Data records Start Marker

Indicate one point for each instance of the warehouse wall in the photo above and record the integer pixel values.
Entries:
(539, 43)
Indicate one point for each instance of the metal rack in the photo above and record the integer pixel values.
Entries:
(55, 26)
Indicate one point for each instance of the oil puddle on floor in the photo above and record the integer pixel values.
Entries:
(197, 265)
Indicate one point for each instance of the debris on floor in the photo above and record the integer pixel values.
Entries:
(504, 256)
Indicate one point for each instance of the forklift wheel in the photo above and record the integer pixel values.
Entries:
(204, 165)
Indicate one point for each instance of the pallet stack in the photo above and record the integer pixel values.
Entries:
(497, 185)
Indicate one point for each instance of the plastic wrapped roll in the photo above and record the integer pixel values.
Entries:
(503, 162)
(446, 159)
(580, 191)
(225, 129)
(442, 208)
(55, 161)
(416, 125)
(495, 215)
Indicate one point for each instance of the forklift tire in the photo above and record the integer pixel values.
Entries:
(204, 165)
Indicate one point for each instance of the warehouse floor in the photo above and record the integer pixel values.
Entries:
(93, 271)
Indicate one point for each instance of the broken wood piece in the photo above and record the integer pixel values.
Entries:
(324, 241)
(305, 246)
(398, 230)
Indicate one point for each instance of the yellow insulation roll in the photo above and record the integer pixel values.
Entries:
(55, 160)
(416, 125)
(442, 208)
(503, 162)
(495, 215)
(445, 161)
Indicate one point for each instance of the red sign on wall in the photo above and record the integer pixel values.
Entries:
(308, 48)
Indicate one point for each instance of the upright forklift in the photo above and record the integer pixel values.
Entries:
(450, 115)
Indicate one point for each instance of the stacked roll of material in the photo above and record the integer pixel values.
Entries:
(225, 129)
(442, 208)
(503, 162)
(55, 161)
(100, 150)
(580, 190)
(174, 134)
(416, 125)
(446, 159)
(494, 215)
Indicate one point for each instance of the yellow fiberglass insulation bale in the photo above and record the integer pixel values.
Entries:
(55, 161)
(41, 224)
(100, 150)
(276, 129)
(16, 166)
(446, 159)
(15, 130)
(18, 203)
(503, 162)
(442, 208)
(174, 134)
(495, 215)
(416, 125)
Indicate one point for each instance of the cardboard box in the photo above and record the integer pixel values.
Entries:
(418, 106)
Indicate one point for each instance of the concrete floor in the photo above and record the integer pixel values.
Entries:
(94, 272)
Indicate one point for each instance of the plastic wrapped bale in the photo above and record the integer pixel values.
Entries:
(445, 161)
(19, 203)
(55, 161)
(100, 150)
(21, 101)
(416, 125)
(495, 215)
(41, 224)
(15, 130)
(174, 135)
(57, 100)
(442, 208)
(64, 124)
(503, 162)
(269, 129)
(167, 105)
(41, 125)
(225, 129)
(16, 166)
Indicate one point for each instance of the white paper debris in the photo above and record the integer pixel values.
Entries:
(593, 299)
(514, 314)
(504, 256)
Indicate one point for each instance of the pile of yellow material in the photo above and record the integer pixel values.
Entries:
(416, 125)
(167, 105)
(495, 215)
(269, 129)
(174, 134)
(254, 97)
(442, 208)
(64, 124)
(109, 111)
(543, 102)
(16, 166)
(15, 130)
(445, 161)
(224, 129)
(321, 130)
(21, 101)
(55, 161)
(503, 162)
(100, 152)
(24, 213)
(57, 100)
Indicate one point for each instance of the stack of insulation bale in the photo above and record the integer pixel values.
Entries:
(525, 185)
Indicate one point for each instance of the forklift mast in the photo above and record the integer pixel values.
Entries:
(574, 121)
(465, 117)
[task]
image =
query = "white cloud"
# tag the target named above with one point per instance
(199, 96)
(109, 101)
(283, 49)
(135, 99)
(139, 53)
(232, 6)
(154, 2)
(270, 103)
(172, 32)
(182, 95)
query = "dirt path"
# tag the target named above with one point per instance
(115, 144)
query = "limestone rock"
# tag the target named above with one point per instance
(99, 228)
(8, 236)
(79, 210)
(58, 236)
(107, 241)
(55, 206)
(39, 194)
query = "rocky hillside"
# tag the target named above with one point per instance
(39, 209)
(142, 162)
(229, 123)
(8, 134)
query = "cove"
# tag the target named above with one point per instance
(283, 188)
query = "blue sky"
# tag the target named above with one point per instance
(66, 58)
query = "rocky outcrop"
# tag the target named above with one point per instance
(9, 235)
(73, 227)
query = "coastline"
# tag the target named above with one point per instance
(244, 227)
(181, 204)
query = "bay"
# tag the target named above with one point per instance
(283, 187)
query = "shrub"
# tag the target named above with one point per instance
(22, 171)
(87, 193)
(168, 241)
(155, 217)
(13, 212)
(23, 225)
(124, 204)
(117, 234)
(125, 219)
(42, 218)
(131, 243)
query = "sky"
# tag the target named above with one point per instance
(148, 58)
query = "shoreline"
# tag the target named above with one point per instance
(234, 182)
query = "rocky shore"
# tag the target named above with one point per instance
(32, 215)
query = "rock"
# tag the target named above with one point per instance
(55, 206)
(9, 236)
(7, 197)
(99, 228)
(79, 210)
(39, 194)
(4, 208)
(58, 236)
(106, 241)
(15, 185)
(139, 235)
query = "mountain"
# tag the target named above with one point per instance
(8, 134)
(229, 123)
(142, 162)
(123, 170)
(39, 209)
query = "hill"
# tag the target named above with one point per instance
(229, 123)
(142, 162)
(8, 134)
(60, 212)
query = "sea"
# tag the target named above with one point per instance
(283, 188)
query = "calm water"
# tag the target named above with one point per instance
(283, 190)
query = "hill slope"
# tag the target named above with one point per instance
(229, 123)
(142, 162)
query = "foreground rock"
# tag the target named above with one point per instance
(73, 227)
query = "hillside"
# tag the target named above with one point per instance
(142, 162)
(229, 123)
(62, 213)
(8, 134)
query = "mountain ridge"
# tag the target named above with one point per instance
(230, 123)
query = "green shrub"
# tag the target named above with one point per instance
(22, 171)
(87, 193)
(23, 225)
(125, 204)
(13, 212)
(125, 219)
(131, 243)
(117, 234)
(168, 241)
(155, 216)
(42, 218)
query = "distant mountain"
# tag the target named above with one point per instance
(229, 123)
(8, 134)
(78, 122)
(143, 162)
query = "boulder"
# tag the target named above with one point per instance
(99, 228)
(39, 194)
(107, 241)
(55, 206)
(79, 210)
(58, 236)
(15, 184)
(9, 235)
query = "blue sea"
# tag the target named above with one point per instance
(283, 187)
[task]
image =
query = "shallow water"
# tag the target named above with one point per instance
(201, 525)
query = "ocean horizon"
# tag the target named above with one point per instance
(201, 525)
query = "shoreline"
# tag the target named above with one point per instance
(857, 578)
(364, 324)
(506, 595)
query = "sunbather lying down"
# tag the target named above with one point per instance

Data records End Marker

Required action —
Give all the records above again, wording unchanged.

Response below —
Indicate one point for each instance of the warehouse wall in the photo above and record the integer pixel values.
Entries:
(539, 43)
Indicate one point for each instance of the metal rack in the photo above and record the integer pixel values.
Entries:
(55, 26)
Indicate one point for each instance of the oil puddle on floor in the photo above and record the integer pixel values.
Entries:
(197, 265)
Indicate one point for each instance of the debris on floor in the photo above and record the integer pixel values.
Entries:
(504, 256)
Indicate one point for each instance of the forklift wheel in the photo above and record the integer pixel values.
Entries:
(204, 165)
Indicate one point for each instance of the pallet stack in the photo above and record the integer pixel values.
Entries:
(497, 185)
Indicate one point for each instance of the plastic wrapped roll in the photo above and record the integer pixel values.
Entries:
(503, 162)
(446, 159)
(580, 191)
(225, 129)
(442, 208)
(55, 161)
(416, 125)
(495, 215)
Indicate one point for each instance of the forklift tire in the photo above and record the integer pixel values.
Entries:
(204, 165)
Indicate one point for each instance of the warehouse floor in the photo above and record the integer pixel values.
Entries:
(93, 271)
Indicate one point for each instance of the broken wood piece in the photo above and record the integer pixel values.
Entries:
(324, 241)
(305, 246)
(398, 230)
Indicate one point for each instance of the yellow insulation roll in the photo above and record the integer pixel values.
Entries:
(55, 160)
(416, 125)
(442, 208)
(503, 162)
(495, 215)
(445, 161)
Indicate one point for each instance of the red sign on wall in the photo above and record the integer pixel values.
Entries:
(308, 48)
Indicate one point for each instance of the upright forklift in the photo above and record the integer pixel values.
Entries:
(450, 115)
Indicate one point for each instance of the stacked roll of material in the photo above and record the integer pixel values.
Entries:
(225, 129)
(442, 208)
(503, 162)
(55, 161)
(100, 150)
(580, 190)
(174, 134)
(416, 125)
(446, 159)
(494, 215)
Indicate one point for each instance of the yellow fiberglass insulation bale in the photo above and record the integer pixel values.
Entries:
(55, 161)
(41, 224)
(100, 150)
(276, 129)
(16, 166)
(446, 159)
(15, 130)
(18, 203)
(503, 162)
(442, 208)
(174, 134)
(495, 215)
(416, 125)
Indicate one point for each instance of the cardboard box in the photo above and record the integer pixel values.
Entries:
(418, 106)
Indicate one point for each instance of the concrete floor in the photo above and record the integer pixel values.
Entries:
(94, 272)
Indicate one point for each instance of the plastic wrapped bale in the photo above and record the integer pixel values.
Entries:
(445, 161)
(19, 203)
(55, 161)
(100, 150)
(21, 101)
(416, 125)
(495, 215)
(41, 224)
(15, 130)
(174, 135)
(57, 100)
(442, 208)
(64, 124)
(503, 162)
(269, 129)
(167, 105)
(41, 125)
(225, 129)
(16, 166)
Indicate one point for each instance of the white paper debris in the photo above and record the integer pixel values.
Entries:
(593, 299)
(514, 314)
(504, 256)
Indicate one point for each instance of the pile of yellow material in the photo above and record the integer pixel values.
Entries:
(416, 125)
(167, 105)
(495, 215)
(269, 129)
(174, 134)
(254, 97)
(442, 208)
(64, 124)
(109, 111)
(543, 102)
(16, 166)
(15, 130)
(445, 161)
(224, 129)
(321, 130)
(21, 101)
(55, 161)
(503, 162)
(100, 152)
(24, 213)
(57, 100)
Indicate one point for each instance of the stack of insulation bale in the photo above and record the integer pixel values.
Entries:
(525, 185)
Indicate one point for each instance of the forklift mast in the photo above and record the integer pixel values.
Entries:
(574, 121)
(465, 117)
[task]
image =
query = "white cloud"
# tag the target named above with one point per instance
(199, 96)
(109, 101)
(283, 49)
(135, 99)
(139, 53)
(232, 6)
(154, 2)
(270, 103)
(172, 32)
(182, 95)
query = "dirt path"
# tag the target named above with one point per instance
(115, 144)
query = "limestone rock"
# tag the target named above with one point per instance
(99, 228)
(8, 236)
(79, 210)
(58, 236)
(107, 241)
(55, 206)
(39, 194)
query = "rocky hillside"
# tag the target named above with one point per instance
(39, 209)
(142, 162)
(229, 123)
(8, 134)
query = "cove"
# tag the target named above with one point per instance
(283, 188)
query = "blue sky"
# tag the target named above with one point per instance
(66, 58)
query = "rocky outcrop"
# tag the target named above with one point per instance
(9, 235)
(73, 227)
query = "coastline"
# tag the target named above with one point per instance
(244, 227)
(181, 204)
query = "bay"
# tag the target named above with one point per instance
(283, 187)
query = "shrub"
# tag the target named above with one point per instance
(22, 171)
(87, 193)
(168, 241)
(155, 217)
(13, 212)
(23, 225)
(124, 204)
(117, 234)
(125, 219)
(42, 218)
(131, 243)
query = "sky"
# tag the target named above with one point per instance
(148, 58)
query = "shoreline"
# tag the target named above with one point per instance
(234, 182)
query = "rocky shore"
# tag the target named above with one point per instance
(32, 215)
query = "rock"
# tag the target named above with one point per instance
(55, 206)
(9, 236)
(7, 197)
(99, 228)
(79, 210)
(39, 194)
(4, 208)
(58, 236)
(106, 241)
(15, 185)
(139, 235)
query = "mountain"
# tag the target named above with one point per instance
(8, 134)
(229, 123)
(142, 162)
(123, 170)
(39, 209)
query = "hill"
# tag the target named above with one point per instance
(229, 123)
(142, 162)
(8, 134)
(60, 212)
query = "sea"
# tag the target named above with one point per instance
(283, 188)
query = "calm water"
# tag the target named above with one point per instance
(283, 190)
query = "hill slope"
# tag the target named above with one point per instance
(229, 123)
(142, 162)
query = "foreground rock"
# tag the target named above with one point per instance
(73, 227)
query = "hillside"
# tag the target named above with one point per instance
(142, 162)
(229, 123)
(62, 213)
(8, 134)
query = "mountain ridge"
# tag the target named above with one point per instance
(230, 123)
query = "green shrub"
# tag the target named above with one point per instance
(22, 171)
(87, 193)
(23, 225)
(125, 204)
(13, 212)
(125, 219)
(131, 243)
(117, 234)
(168, 241)
(155, 216)
(42, 218)
query = "distant mountain"
# tag the target named above with one point per instance
(229, 123)
(8, 134)
(78, 122)
(143, 162)
query = "boulder"
# tag the target named above with one point per instance
(99, 228)
(39, 194)
(107, 241)
(55, 206)
(79, 210)
(58, 236)
(15, 184)
(9, 235)
query = "blue sea"
# tag the target named above with one point per instance
(283, 187)
[task]
image =
query = "shallow water"
# tag the target named above with one point per instance
(201, 525)
query = "ocean horizon"
# tag the target named above with one point per instance
(201, 525)
query = "shoreline"
# tag the target named above with one point per instance
(857, 578)
(364, 324)
(506, 595)
query = "sunbather lying down"
# tag the target named above with one point per instance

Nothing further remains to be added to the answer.